Fragmento de texto:
******************************

Esta situación, que podría ser una noticia aparecida en algún periódico o noticiario de televisión, es en realidad la trama de una obra de teatro, escrita en 1882 por el dramaturgo noruego Henrik Ibsen (uno de los padres del teatro moderno) y que tituló “Un enemigo del pueblo”.

Se trata de un clásico absoluto por su quemante vigencia y porque nos habla desde el siglo XIX de un problema ético y moral que cruza los tiempos. Es la pugna entre el deber ser (y tomar la decisión correcta en pos del bien común) o el sucumbir ante los intereses del poder económico sin otras consideraciones.

Stockmann sabe lo que se viene por delante cuando toma la decisión de alertar sobre el problema. El cierre de las termas causará un grave perjuicio económico para toda la comunidad (es el equivalente al cierre definitivo de una mina en un pueblo minero), pero el imperativo profesional y moral es superior. La salud de los habitantes y turistas está primero, la vida debe ponerse en primer lugar.

Sin embargo, Stockmann olvida un pequeño detalle. Las autoridades del pueblo no están dispuestas a clausurar las termas y anteponen un cúmulo de razones económicas y políticas para evitar que la noticia del envenamiento de las aguas se propague. Es el interés del capital por sobre la vida, como bien lo sabía Ibsen y como lo sabemos nosotros. Stockmann queda solo y en esa soledad que lo aísla en su propósito, ha de dar la lucha para imponer la verdad. Una apuesta que le traerá costos personales y profesionales inmensos, como a todo aquel que emprende una lucha sin cuartel contra intereses mercantilistas, ayer como hoy.

******************************

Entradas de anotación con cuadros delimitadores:
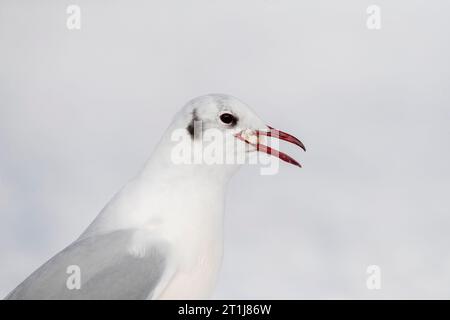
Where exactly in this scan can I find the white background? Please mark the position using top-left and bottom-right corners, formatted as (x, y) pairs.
(0, 0), (450, 299)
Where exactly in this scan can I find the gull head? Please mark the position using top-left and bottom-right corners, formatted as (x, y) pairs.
(165, 94), (305, 167)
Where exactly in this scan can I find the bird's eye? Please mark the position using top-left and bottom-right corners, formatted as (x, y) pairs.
(220, 113), (237, 124)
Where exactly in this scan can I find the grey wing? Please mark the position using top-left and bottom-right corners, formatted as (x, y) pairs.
(6, 230), (168, 299)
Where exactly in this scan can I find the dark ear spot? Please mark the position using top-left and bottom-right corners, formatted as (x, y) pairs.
(186, 109), (200, 139)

******************************

Enunciado de tarea 1: Reproduce sin cambios el pasaje del fragmento sobre «Un enemigo del pueblo» que comienza en "Se trata de" y termina en "sin otras consideraciones.".
Enunciado de tarea 2: Resume en dos oraciones el fragmento sobre «Un enemigo del pueblo».
Enunciado de tarea 3: Prolonga el fragmento sobre «Un enemigo del pueblo» a partir de su última oración.

Respuesta correcta 1:
Se trata de un clásico absoluto por su quemante vigencia y porque nos habla desde el siglo XIX de un problema ético y moral que cruza los tiempos. Es la pugna entre el deber ser (y tomar la decisión correcta en pos del bien común) o el sucumbir ante los intereses del poder económico sin otras consideraciones.

Respuesta correcta 2: «Un enemigo del pueblo», obra escrita en 1882 por el dramaturgo noruego Henrik Ibsen, es un clásico vigente porque plantea el dilema ético entre tomar la decisión correcta en pos del bien común o sucumbir ante los intereses del poder económico. Stockmann decide alertar sobre el problema de las termas y antepone la salud de habitantes y turistas, pero las autoridades del pueblo se niegan a clausurarlas por razones económicas y políticas, y Stockmann queda solo en una lucha por imponer la verdad que le traerá inmensos costos personales y profesionales.

Respuesta correcta 3:
‘Un enemigo del pueblo’ es un clásico con letras mayúsculas, una de las obras más políticas de Ibsen y un texto fundamental del teatro contemporáneo, que llega a Santiago como parte de la temporada 2015 del Festival de Teatro Santiago Off, en la versión del dramaturgo Bosco Cayo y bajo la dirección de Laurine Lemaitre y Nico Espinoza.

La principal fortaleza de la versión de Cayo es que aterriza la obra violentamente en nuestra realidad inmediata. Valiéndose de una estética que mezcla y alterna lo audiovisual (vemos alternativamente la acción proyectada como cine y en vivo), el dilema de Stockmann y su lucha contra el poder se sitúan en un pueblo cualquiera del territorio nacional, donde la comunidad ve envenenadas sus aguas termales debido a los desechos tóxicos de una celulosa que arroja sus desperdicios sin ningún tratamiento previo de desintoxicación. Los hechos hablan por sí solos y la analogía nos resulta inequívoca.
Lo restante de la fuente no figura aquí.